* DO THIS: Please give back every one of the lines below, word for word and in the same order.
● ● ● ● ● ● ●
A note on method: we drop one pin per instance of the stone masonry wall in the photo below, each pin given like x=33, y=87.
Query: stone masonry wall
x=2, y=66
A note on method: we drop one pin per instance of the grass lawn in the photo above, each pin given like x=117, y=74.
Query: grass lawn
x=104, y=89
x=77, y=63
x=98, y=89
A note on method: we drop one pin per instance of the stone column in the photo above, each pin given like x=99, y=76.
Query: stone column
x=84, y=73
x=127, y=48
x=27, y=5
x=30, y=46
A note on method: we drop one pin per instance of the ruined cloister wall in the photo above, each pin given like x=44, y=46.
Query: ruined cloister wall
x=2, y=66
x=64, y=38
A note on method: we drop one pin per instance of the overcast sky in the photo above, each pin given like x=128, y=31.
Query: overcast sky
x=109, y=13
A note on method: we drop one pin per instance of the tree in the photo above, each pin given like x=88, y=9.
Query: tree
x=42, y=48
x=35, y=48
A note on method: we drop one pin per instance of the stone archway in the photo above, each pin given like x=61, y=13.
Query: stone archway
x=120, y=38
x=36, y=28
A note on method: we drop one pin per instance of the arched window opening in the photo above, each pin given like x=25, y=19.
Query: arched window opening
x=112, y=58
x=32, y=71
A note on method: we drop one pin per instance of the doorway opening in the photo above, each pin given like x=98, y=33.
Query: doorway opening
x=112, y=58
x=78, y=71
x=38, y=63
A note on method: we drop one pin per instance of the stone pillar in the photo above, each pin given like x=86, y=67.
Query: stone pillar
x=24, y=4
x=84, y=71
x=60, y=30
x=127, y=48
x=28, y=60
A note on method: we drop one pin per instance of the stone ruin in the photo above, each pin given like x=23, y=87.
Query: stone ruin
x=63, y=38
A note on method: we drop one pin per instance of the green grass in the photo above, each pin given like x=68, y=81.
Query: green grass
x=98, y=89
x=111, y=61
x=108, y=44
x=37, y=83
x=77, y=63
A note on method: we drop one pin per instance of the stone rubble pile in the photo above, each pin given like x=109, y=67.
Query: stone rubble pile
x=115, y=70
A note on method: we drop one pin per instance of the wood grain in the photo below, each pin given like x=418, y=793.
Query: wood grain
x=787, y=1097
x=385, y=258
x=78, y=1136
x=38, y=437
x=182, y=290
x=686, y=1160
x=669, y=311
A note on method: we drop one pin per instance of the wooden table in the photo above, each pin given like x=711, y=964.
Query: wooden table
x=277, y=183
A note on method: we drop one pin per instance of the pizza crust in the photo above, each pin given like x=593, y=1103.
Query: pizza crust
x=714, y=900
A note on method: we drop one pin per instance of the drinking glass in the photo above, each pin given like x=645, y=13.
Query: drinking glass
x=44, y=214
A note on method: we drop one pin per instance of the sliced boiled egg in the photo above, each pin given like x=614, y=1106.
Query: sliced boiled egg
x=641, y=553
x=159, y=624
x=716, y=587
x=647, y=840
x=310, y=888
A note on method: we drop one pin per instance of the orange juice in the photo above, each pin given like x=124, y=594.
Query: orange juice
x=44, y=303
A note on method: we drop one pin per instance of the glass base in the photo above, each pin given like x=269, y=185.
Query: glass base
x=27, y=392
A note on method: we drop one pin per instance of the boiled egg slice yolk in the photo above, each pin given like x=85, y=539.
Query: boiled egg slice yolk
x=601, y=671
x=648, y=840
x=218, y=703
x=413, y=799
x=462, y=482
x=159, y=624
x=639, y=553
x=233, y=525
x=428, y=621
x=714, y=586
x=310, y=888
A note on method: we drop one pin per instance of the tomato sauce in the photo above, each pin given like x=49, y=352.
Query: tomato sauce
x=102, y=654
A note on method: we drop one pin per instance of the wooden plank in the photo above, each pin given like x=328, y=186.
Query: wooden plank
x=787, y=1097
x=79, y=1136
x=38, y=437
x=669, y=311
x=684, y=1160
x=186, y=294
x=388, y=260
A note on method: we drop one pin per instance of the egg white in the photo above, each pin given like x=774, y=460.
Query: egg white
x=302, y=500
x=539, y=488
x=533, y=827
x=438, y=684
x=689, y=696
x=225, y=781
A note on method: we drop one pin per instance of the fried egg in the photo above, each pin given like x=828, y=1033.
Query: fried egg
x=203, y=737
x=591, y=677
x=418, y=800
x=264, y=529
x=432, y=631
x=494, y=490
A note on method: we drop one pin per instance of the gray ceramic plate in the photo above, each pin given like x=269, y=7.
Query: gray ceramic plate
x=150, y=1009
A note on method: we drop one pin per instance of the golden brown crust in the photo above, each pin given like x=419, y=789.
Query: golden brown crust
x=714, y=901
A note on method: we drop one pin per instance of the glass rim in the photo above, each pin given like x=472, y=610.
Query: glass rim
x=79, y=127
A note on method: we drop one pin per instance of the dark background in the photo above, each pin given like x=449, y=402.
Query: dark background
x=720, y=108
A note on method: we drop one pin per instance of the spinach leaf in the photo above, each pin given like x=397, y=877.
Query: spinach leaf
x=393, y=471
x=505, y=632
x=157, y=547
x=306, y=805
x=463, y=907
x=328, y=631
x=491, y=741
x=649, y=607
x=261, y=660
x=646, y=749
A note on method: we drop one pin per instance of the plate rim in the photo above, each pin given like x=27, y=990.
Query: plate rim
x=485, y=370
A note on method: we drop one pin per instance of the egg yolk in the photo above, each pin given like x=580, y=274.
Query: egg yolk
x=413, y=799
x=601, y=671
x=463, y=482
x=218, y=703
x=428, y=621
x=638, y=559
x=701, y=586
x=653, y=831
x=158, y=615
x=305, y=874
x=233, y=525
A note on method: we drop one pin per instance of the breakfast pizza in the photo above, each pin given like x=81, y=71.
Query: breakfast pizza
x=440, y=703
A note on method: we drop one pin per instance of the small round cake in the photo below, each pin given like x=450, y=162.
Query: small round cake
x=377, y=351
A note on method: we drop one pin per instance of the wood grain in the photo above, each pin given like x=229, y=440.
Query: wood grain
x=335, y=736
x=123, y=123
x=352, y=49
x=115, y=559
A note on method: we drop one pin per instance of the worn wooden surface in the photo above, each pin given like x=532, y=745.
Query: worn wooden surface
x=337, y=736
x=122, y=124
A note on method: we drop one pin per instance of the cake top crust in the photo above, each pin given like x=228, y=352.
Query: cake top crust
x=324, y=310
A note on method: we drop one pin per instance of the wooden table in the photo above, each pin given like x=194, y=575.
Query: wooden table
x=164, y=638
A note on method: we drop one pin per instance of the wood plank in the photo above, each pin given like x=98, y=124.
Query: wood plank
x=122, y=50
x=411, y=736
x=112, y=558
● ● ● ● ● ● ●
* SOLUTION FOR THIS EXERCISE:
A note on method: we drop one pin per instance of the stone masonry wall in the photo below, each pin given like x=33, y=87.
Query: stone masonry wall
x=2, y=66
A note on method: we drop one pin per instance of the grass lawn in the photo above, each pin given like x=117, y=74.
Query: grass lawn
x=104, y=89
x=77, y=63
x=98, y=89
A note on method: we drop one pin per instance of the stone column in the photo above, each pin given like x=99, y=76.
Query: stone column
x=84, y=73
x=127, y=48
x=27, y=5
x=30, y=46
A note on method: we drop one pin per instance of the ruined cloister wall in the photo above, each pin given like x=44, y=46.
Query: ruined cloister wall
x=2, y=66
x=64, y=38
A note on method: we drop one pin per instance of the overcast sky in the photo above, each pin given like x=128, y=31.
Query: overcast sky
x=109, y=13
A note on method: we drop one pin per instance of the tree in the photo above, each pin given like x=88, y=9.
Query: tree
x=42, y=48
x=35, y=48
A note on method: we drop one pin per instance of the stone archway in the photo above, each pin given like x=61, y=13.
Query: stone archway
x=120, y=38
x=36, y=28
A note on method: we drop one pin per instance of the arched window opening in the photo above, each pin given like x=25, y=19.
Query: arched window opening
x=112, y=58
x=32, y=71
A note on method: we drop one pin per instance of the doorway opening in the photo above, each pin given like x=98, y=33.
Query: doorway opening
x=112, y=58
x=78, y=71
x=38, y=63
A note on method: we drop one pin per instance of the stone pillar in the photo above, each pin given like x=86, y=67.
Query: stone pillar
x=24, y=4
x=84, y=71
x=60, y=30
x=127, y=48
x=28, y=60
A note on method: we drop one pin per instance of the stone ruin in the photo above, each pin given like x=23, y=87.
Query: stone ruin
x=63, y=38
A note on method: we drop one pin per instance of the green grass in the photo above, each pin given like x=68, y=81.
Query: green grass
x=98, y=89
x=111, y=61
x=108, y=44
x=37, y=83
x=77, y=63
A note on method: we drop one pin per instance of the stone rubble pile in the photo above, each pin given like x=109, y=67.
Query: stone rubble pile
x=115, y=70
A note on method: we drop one pin per instance of the wood grain in the photo below, each pin given like x=418, y=793.
Query: wood grain
x=787, y=1097
x=385, y=258
x=78, y=1136
x=38, y=437
x=182, y=290
x=686, y=1160
x=669, y=311
A note on method: we drop one pin per instance of the wooden table in the photo above, each pin given like x=711, y=964.
Query: wooden table
x=277, y=183
A note on method: we drop one pin per instance of the pizza crust in the photo above, each pin given like x=593, y=1103.
Query: pizza crust
x=714, y=900
A note on method: we drop one pin per instance of the drinking glass in the photo above, each pin given like x=645, y=13.
Query: drinking glass
x=44, y=214
A note on method: we drop one pin per instance of the sliced boiled egg in the photo above, each pin given like x=614, y=1106.
Query: sliced boiled egg
x=641, y=553
x=159, y=624
x=716, y=587
x=647, y=840
x=310, y=888
A note on method: we drop one pin per instance of the orange juice in the photo above, each pin given like x=124, y=594.
Query: orange juice
x=44, y=303
A note on method: we drop one pin per instance of the glass base in the photo above, each pin given like x=269, y=185.
Query: glass base
x=27, y=392
A note on method: we drop one pin per instance of the boiled egg slice yolk in the photo above, each pin given like x=85, y=539.
Query: boiled egg slice yolk
x=601, y=671
x=648, y=840
x=218, y=703
x=413, y=799
x=462, y=482
x=159, y=624
x=639, y=553
x=233, y=525
x=428, y=621
x=714, y=586
x=310, y=888
A note on method: we drop one pin per instance of the tomato sauce in the photo above, each pin given like x=49, y=352.
Query: tomato sauce
x=102, y=654
A note on method: we drop one pin per instance of the wooden plank in the photo above, each pin given like x=328, y=186.
Query: wooden plank
x=787, y=1097
x=79, y=1136
x=38, y=437
x=669, y=311
x=684, y=1160
x=186, y=294
x=388, y=260
A note on method: we drop one pin per instance of the egg white in the photo above, each pin given like x=774, y=460.
Query: egg white
x=302, y=500
x=539, y=488
x=533, y=827
x=438, y=684
x=689, y=696
x=225, y=781
A note on method: we drop one pin per instance of the fried egg in the photo above, each pin given like x=828, y=1033.
Query: fried egg
x=203, y=737
x=591, y=677
x=418, y=800
x=264, y=529
x=432, y=631
x=494, y=490
A note on method: we drop one pin per instance of the gray ceramic plate in the photo above, each pin given like x=269, y=7.
Query: gray ceramic plate
x=150, y=1009
A note on method: we drop one pin per instance of the golden brown crust in the photo above, each pin given like x=419, y=789.
Query: golden brown crust
x=714, y=901
A note on method: we drop one pin per instance of the glass rim in the photo above, each pin given like x=472, y=610.
Query: glass rim
x=79, y=127
A note on method: we drop one pin per instance of the dark background in the photo above, each pin given like x=449, y=402.
Query: dark background
x=720, y=108
A note on method: we drop one pin per instance of the spinach leaf in the photo above, each pin given like x=397, y=877.
Query: spinach leaf
x=393, y=471
x=505, y=632
x=157, y=547
x=306, y=805
x=463, y=907
x=328, y=631
x=491, y=741
x=649, y=607
x=261, y=660
x=646, y=749
A note on method: we drop one pin per instance of the plate rim in the photo above, each pin given like x=27, y=990.
Query: plate rim
x=485, y=370
A note on method: we drop one pin per instance of the egg yolk in the photo above, each pin given like x=580, y=274.
Query: egg yolk
x=413, y=799
x=601, y=671
x=463, y=482
x=218, y=703
x=428, y=621
x=638, y=559
x=701, y=586
x=653, y=831
x=158, y=615
x=305, y=874
x=233, y=525
A note on method: we drop one pin per instance of the breakfast pizza in the photo above, each pin given like x=81, y=71.
Query: breakfast pizza
x=440, y=703
A note on method: we drop one pin per instance of the small round cake in the photo below, each pin given like x=450, y=162.
Query: small round cake
x=377, y=351
A note on method: we drop one pin per instance of the wood grain in the photo above, each pin given like x=229, y=440.
Query: wood grain
x=335, y=736
x=123, y=123
x=352, y=49
x=115, y=559
A note on method: we drop one pin per instance of the worn wooden surface in the photo above, each pin given like x=532, y=745.
Query: worn wooden surface
x=337, y=736
x=122, y=124
A note on method: we drop one pin per instance of the cake top crust in the photo above, each pin given like x=228, y=352.
Query: cake top crust
x=324, y=310
A note on method: we drop one pin per instance of the wooden table in the photo above, each pin given like x=194, y=575.
Query: wooden table
x=164, y=638
A note on method: we drop one pin per instance of the wood plank in the photo above, each pin given like x=98, y=124.
Query: wood plank
x=122, y=50
x=411, y=736
x=112, y=558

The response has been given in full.